Ausgangstext:
_ _ _

# Tipps für Reiseziele in Mittelnorwegen/Fjord mit guter Möglichkeit zum Fliegenfischen



## Muddler (28. März 2005)

Hallo zusammen,

ich möchte im August dieses Jahres nach Norwegen. Wegen meiner Freundin müssen wir an die Küste #t  oder einen Fjord. Da ich noch nie dort war, könnt ihr mir Tipps für Reiseziele in Mittelnorwgen geben? Da ich begeisterter Fliegenfischer bin sollten gute Möglichkeiten auf Forelle und Saibling in Bach und See vorhanden sein. Oder geht das nicht - Küste/Fjord und Forelle/Saibling?
Danke.
Gruß Lars


----------



## Seehaeschen (28. März 2005)

*AW: Tipps für Reiseziele in Mittelnorwegen/Fjord mit guter Möglichkeit zum Fliegenfischen*

Geht schon   . Wäre dann die Region um Trondheim. Schau mal hier www.inatur.no/fiske, dann inlandsfiske anklicken oder hier www.netfish.no, mit der Maus über die Landkarte fahren u. die Region suchen
#h Seehaeschen


----------



## fly-martin (30. März 2005)

_ _ _

Bereitgestellte Daten:

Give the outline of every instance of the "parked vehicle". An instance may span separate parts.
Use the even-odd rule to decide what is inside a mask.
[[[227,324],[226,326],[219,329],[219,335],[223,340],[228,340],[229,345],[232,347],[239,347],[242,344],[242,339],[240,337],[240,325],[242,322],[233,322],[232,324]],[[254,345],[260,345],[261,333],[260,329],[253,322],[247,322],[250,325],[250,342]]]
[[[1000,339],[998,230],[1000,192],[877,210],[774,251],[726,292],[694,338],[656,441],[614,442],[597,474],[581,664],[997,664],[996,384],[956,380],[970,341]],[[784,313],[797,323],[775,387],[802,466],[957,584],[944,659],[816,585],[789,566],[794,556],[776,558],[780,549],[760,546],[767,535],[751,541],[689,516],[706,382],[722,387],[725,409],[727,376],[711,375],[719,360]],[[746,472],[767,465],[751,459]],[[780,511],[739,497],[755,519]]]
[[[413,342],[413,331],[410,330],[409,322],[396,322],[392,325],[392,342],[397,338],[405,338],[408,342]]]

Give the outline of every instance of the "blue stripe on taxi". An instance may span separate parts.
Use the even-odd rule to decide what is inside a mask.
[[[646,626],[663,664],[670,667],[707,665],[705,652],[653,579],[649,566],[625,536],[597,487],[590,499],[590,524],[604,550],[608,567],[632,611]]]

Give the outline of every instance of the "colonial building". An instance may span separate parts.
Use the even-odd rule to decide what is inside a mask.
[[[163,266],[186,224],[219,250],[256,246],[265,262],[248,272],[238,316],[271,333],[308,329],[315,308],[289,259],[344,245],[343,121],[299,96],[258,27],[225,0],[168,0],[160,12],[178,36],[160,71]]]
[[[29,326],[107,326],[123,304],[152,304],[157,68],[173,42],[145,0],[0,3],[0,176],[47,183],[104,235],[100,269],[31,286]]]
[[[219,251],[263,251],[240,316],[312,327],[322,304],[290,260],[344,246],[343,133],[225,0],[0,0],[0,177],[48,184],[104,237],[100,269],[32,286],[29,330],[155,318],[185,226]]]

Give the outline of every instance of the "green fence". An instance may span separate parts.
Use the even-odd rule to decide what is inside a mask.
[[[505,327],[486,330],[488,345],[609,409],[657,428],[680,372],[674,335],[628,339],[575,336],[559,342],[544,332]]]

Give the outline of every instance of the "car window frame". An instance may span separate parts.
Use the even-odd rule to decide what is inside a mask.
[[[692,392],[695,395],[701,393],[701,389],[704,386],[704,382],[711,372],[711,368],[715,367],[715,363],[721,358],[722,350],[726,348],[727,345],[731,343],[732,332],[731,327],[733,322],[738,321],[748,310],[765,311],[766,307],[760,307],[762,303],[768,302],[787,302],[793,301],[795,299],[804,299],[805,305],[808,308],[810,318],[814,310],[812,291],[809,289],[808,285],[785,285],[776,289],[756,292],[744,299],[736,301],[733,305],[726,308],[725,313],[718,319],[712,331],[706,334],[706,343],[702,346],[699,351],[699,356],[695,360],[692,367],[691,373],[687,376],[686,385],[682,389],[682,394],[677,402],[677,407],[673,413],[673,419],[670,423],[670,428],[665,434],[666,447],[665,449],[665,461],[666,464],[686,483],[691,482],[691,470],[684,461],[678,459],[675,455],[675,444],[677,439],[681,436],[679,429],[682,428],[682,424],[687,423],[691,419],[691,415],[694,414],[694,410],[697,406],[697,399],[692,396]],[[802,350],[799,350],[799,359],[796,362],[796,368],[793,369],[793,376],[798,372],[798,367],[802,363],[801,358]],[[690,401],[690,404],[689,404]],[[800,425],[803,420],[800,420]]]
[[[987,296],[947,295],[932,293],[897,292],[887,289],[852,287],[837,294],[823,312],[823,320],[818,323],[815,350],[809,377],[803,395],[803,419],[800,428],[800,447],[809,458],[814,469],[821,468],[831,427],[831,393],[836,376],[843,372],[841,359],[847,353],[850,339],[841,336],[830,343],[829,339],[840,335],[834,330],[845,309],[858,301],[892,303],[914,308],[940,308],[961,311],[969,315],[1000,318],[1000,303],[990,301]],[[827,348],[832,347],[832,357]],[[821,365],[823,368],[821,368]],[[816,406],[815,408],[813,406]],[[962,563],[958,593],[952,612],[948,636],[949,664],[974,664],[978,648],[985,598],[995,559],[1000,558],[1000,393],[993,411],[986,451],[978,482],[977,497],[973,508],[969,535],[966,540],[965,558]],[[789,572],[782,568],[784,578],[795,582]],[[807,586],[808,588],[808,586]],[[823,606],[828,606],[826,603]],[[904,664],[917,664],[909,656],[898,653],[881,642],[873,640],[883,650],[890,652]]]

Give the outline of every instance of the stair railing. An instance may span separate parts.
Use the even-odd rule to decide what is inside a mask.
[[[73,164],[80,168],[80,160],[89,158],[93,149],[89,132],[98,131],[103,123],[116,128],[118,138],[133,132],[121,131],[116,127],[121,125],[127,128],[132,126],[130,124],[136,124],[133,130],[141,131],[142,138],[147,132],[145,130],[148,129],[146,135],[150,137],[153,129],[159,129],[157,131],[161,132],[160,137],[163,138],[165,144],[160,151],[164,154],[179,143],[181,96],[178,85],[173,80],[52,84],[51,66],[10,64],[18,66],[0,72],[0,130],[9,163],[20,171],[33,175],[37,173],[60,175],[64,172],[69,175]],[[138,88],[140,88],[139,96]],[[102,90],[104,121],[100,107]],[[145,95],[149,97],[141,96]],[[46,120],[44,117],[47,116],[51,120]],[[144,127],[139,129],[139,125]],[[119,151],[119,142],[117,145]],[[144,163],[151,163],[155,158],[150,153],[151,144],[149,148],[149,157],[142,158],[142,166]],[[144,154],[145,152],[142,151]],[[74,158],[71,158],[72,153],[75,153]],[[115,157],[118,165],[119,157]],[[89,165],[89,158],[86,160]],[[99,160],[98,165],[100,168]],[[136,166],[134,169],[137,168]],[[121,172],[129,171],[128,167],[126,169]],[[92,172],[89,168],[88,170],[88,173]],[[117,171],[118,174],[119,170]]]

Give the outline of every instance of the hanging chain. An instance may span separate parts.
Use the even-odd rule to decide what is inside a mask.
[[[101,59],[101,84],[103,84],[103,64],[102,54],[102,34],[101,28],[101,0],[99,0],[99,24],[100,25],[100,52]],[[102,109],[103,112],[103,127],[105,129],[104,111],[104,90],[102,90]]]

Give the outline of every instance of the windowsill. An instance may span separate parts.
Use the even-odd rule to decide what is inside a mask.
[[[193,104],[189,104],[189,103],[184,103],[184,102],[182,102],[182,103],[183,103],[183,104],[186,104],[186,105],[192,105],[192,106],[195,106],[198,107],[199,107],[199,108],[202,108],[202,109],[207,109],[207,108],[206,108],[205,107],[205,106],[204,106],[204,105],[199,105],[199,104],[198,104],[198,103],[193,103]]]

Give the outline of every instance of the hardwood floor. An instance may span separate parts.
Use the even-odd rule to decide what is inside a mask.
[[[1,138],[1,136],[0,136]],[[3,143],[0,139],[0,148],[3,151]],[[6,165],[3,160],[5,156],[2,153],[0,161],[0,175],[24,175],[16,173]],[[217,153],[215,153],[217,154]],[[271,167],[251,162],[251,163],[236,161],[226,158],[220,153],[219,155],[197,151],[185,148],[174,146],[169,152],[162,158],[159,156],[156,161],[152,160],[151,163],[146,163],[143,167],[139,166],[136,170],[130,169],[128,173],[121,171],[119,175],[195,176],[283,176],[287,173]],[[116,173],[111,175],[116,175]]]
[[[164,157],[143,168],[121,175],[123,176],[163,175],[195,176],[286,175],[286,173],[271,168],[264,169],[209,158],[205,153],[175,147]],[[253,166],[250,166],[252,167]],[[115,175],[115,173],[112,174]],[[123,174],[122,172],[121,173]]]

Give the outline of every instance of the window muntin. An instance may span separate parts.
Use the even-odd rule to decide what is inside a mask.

_ _ _

Aufgabe 1: Stimmen die folgenden Aussagen mit dem Ausgangstext überein? Beantworte jede mit Ja oder Nein und zitiere die entscheidenden Worte des Ausgangstexts wörtlich. (a) Lars plant, im August nach Norwegen zu reisen. (b) Seehaeschen schlägt die Region um Bergen vor. (c) Lars kennt Norwegen bereits von früheren Reisen.
Aufgabe 2: Auf welche Fischarten möchte Lars laut Ausgangstext fischen?
Stütze dich nur auf den Ausgangstext.

Lösung 1:
(a) Ja: „ich möchte im August dieses Jahres nach Norwegen.“
(b) Nein: „Wäre dann die Region um Trondheim.“
(c) Nein: „Da ich noch nie dort war“

Lösung 2: Auf Forelle und Saibling in Bach und See.